**Exercise brief**
Read the entries that follow and give each one again precisely.

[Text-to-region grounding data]

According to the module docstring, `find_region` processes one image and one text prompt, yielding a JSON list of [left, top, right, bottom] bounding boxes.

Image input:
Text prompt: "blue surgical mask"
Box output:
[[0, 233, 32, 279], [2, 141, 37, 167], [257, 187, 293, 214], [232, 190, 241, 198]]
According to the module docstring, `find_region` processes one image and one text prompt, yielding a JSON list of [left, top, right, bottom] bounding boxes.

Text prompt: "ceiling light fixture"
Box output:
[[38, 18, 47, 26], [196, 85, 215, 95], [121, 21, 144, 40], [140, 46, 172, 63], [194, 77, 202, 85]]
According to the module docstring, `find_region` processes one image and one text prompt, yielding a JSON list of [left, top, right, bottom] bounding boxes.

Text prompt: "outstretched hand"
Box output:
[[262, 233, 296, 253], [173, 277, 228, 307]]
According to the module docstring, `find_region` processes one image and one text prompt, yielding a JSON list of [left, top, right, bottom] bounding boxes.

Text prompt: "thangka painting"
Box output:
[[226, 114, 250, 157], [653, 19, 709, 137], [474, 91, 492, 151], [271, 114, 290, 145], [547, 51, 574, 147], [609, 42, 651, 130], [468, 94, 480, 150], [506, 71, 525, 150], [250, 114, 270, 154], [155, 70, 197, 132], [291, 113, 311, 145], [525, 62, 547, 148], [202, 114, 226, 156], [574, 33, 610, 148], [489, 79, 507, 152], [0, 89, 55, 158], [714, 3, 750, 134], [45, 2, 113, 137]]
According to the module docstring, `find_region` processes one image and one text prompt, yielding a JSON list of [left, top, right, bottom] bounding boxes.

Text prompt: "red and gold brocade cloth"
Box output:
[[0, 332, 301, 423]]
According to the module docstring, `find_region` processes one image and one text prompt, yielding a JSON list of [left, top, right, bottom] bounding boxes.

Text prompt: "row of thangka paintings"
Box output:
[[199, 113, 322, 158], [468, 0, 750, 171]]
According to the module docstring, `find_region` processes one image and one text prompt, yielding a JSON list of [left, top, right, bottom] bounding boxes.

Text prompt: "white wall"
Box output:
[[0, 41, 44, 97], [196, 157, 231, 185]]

**Task response**
According to the module docstring, `find_region` processes one image and one text prompt, yielding a JSON list of [left, top, right, bottom] bounding boxes.

Image input:
Text prompt: "blue surgical mask"
Box output:
[[0, 233, 32, 279], [2, 141, 37, 167], [257, 187, 293, 214], [232, 190, 241, 198]]
According to the module docstring, `find_region` processes one image and one text prompt, yielding a JSON list of [left, top, right, bottom] bounding boxes.

Text prompt: "ceiling light fixture"
Box output:
[[38, 18, 47, 26], [196, 85, 215, 95], [121, 21, 144, 40], [140, 46, 172, 63], [194, 77, 202, 85]]
According to the module docstring, `find_region` processes one image and one text prompt, yielding a JSON list of [left, top, right, bottom] bounding boxes.

Text prompt: "outstretched hand"
Box output:
[[262, 233, 296, 253], [173, 277, 228, 307]]
According to the module docstring, `find_region` processes one image and one text prompt, yielding a JSON list of [left, top, right, bottom] bounding boxes.

Text prompt: "thangka painting"
Box output:
[[226, 114, 250, 157], [653, 19, 709, 137], [474, 91, 492, 151], [271, 114, 290, 145], [547, 51, 574, 147], [609, 42, 651, 130], [468, 94, 480, 150], [506, 71, 525, 150], [250, 114, 270, 154], [155, 70, 197, 132], [291, 113, 311, 145], [525, 62, 547, 148], [202, 114, 226, 156], [574, 33, 610, 148], [489, 79, 507, 152], [0, 89, 55, 158], [714, 3, 750, 134], [45, 2, 113, 137]]
According to the module docstring, `find_region` processes one image and one text prompt, yielding a JSON list of [left, top, right, bottom] bounding boxes.

Text prompt: "red and gold brocade cloth"
Box output:
[[0, 332, 301, 423]]
According to the module docstring, `find_region` processes one image and one text prompt, yielding a JSON list of [left, top, right, bottom] bounding boxes.

Text prompt: "row of thangka paintings"
Box output:
[[199, 113, 322, 158], [468, 0, 750, 171]]
According to the module docstring, `find_region` processes one image and one text prompt, yielding a JSON list of [left, top, right, bottom] bounding boxes.

Text prompt: "white wall"
Box output:
[[0, 41, 44, 97], [196, 157, 231, 185]]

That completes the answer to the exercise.